• EXERCISE INSTRUCTIONS
All the data should come back exactly as it was given.

===== PROVIDED MATERIAL

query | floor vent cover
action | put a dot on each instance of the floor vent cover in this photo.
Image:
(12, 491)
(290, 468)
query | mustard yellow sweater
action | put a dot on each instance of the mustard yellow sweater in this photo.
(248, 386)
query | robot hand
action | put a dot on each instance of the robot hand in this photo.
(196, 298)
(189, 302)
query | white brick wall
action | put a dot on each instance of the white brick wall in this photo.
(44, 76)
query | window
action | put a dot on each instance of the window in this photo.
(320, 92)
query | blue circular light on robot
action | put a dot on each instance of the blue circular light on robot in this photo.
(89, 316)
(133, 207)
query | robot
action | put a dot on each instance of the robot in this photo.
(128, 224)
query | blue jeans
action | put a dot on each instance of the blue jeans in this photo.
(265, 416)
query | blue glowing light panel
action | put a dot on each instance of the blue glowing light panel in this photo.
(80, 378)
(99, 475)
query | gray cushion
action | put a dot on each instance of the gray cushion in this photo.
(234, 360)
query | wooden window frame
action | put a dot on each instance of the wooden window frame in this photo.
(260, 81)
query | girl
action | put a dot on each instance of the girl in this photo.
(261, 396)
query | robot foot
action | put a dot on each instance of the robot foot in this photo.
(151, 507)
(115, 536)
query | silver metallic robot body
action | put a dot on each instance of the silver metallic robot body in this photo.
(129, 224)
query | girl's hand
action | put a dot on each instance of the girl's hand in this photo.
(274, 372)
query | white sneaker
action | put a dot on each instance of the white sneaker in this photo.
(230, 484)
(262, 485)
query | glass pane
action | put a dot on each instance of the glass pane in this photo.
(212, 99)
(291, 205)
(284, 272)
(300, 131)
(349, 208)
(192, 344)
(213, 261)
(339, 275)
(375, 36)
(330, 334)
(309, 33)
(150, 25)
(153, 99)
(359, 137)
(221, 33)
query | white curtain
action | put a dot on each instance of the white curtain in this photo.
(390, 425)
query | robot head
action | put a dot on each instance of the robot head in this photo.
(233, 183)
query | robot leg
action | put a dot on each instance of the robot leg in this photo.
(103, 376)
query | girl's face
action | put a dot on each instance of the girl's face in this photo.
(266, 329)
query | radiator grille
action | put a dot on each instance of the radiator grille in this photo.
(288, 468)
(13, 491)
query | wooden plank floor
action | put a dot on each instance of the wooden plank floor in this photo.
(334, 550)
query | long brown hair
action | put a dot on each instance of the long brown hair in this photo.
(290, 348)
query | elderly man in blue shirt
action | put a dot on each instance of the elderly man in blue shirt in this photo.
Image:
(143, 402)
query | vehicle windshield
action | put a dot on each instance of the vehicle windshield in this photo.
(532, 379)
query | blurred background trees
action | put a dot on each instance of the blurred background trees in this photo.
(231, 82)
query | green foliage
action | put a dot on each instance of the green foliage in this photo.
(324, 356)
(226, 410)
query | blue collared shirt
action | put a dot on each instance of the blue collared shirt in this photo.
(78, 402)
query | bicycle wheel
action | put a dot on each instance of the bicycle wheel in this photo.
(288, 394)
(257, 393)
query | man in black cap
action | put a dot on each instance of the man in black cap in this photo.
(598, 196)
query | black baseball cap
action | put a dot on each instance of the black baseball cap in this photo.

==========

• WRITTEN SOLUTION
query | floor vent cover
action | put a dot on each instance of the floor vent cover in this photo.
Image:
(12, 491)
(290, 468)
query | mustard yellow sweater
action | put a dot on each instance of the mustard yellow sweater in this photo.
(248, 386)
query | robot hand
action | put a dot on each instance of the robot hand in this photo.
(196, 298)
(189, 302)
query | white brick wall
action | put a dot on each instance of the white brick wall in this photo.
(44, 76)
query | window
action | put a dot on each instance of the window in this photo.
(320, 92)
query | blue circular light on robot
action | put a dot on each instance of the blue circular light on robot in this photo.
(89, 316)
(133, 207)
query | robot
action | put a dot on each instance of the robot in this photo.
(128, 224)
query | blue jeans
action | put a dot on each instance of the blue jeans in this photo.
(265, 416)
query | blue glowing light panel
action | put a dot on each instance of the blue glowing light panel in this photo.
(80, 378)
(99, 475)
query | gray cushion
action | put a dot on each instance of the gray cushion in this photo.
(234, 360)
query | wooden window frame
action | put a dot on each instance of the wooden window frame in this photo.
(260, 81)
query | girl
action | put a dot on each instance of the girl in this photo.
(261, 396)
query | robot foot
action | put a dot on each instance of the robot foot in this photo.
(151, 507)
(115, 536)
query | silver metallic robot body
action | put a dot on each instance of the silver metallic robot body in this photo.
(129, 224)
query | girl's hand
action | put a dot on each instance of the girl's hand in this photo.
(274, 372)
query | white sneaker
action | put a dot on each instance of the white sneaker in this photo.
(230, 484)
(262, 485)
query | glass pane
action | put a dot on each instance of the glass pane in this photo.
(212, 99)
(291, 205)
(284, 272)
(300, 131)
(349, 208)
(192, 344)
(213, 261)
(339, 275)
(375, 36)
(330, 334)
(309, 33)
(150, 25)
(153, 99)
(359, 137)
(221, 33)
query | white curtain
action | put a dot on each instance of the white curtain in this photo.
(390, 425)
query | robot head
action | put a dot on each instance of the robot head in this photo.
(233, 183)
query | robot leg
action | put a dot on each instance of the robot leg in this photo.
(103, 376)
query | girl's face
action | put a dot on each instance of the girl's face in this photo.
(266, 329)
query | radiator grille
action | put a dot on each instance of the radiator grille in this photo.
(288, 468)
(13, 491)
query | wooden plank floor
action | put a dot on each instance of the wooden plank floor in this photo.
(334, 550)
query | long brown hair
action | put a dot on each instance of the long brown hair in this photo.
(290, 348)
query | elderly man in blue shirt
action | put a dot on each instance of the elderly man in blue shirt in this photo.
Image:
(143, 402)
query | vehicle windshield
action | put a dot on each instance of the vehicle windshield in this photo.
(532, 379)
query | blurred background trees
action | put a dot on each instance of the blurred background trees in this photo.
(231, 82)
query | green foliage
action | put a dot on each instance of the green foliage in this photo.
(324, 356)
(226, 410)
query | blue collared shirt
action | put a dot on each instance of the blue collared shirt in this photo.
(78, 402)
query | bicycle wheel
action | put a dot on each instance of the bicycle wheel in this photo.
(288, 394)
(257, 393)
query | man in black cap
action | put a dot on each instance of the man in black cap in this photo.
(598, 196)
query | black baseball cap
action | put a dot on each instance of the black baseball cap in this photo.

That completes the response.